#### SEZIONE DOCUMENTO
_ _ _ _ _ _ _

Maggio 2005: il cardinale Martini in visita alla Casa della Carità saluta don Virginio Colmegna |
Cosa sarebbe stata Milano senza il cardinale Carlo Maria Martini? Sono ancora vivi il suo insegnamento e la sua visione profetica? Lui, che nei 22 anni di ministero episcopale si è sempre preoccupato di insediarsi nei crocevia della “città dell’uomo” guidato dalla lampada della Parola di Dio, cosa ha ancora da dire alla città di oggi? Alla sua frenetica quotidianità e alla sua vivace cultura? Ai suoi problemi e ai suoi drammi? Ai suoi slanci e alle sue miserie? Alle genti di tutte le razze e culture che la abitano, a quelli che la fanno grande o semplicemente migliore e a quelli che la feriscono e la sporcano?

_ _ _ _ _ _ _

#### BLOCCO DATI
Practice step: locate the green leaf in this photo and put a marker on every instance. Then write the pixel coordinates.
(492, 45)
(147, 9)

_ _ _ _ _ _ _

#### ESERCIZIO SCRITTO 1
Riporta tutte le frasi interrogative presenti nella sezione documento, ciascuna terminante con il punto interrogativo.
#### ESERCIZIO SCRITTO 2
Secondo la sezione documento, quanti anni è durato il ministero episcopale del cardinale Martini?

#### SOLUZIONE ESERCIZIO 1
1. Cosa sarebbe stata Milano senza il cardinale Carlo Maria Martini?
2. Sono ancora vivi il suo insegnamento e la sua visione profetica?
3. Lui, che nei 22 anni di ministero episcopale si è sempre preoccupato di insediarsi nei crocevia della "città dell'uomo" guidato dalla lampada della Parola di Dio, cosa ha ancora da dire alla città di oggi?
4. Alla sua frenetica quotidianità e alla sua vivace cultura?
5. Ai suoi problemi e ai suoi drammi?
6. Ai suoi slanci e alle sue miserie?
7. Alle genti di tutte le razze e culture che la abitano, a quelli che la fanno grande o semplicemente migliore e a quelli che la feriscono e la sporcano?

#### SOLUZIONE ESERCIZIO 2
22 anni.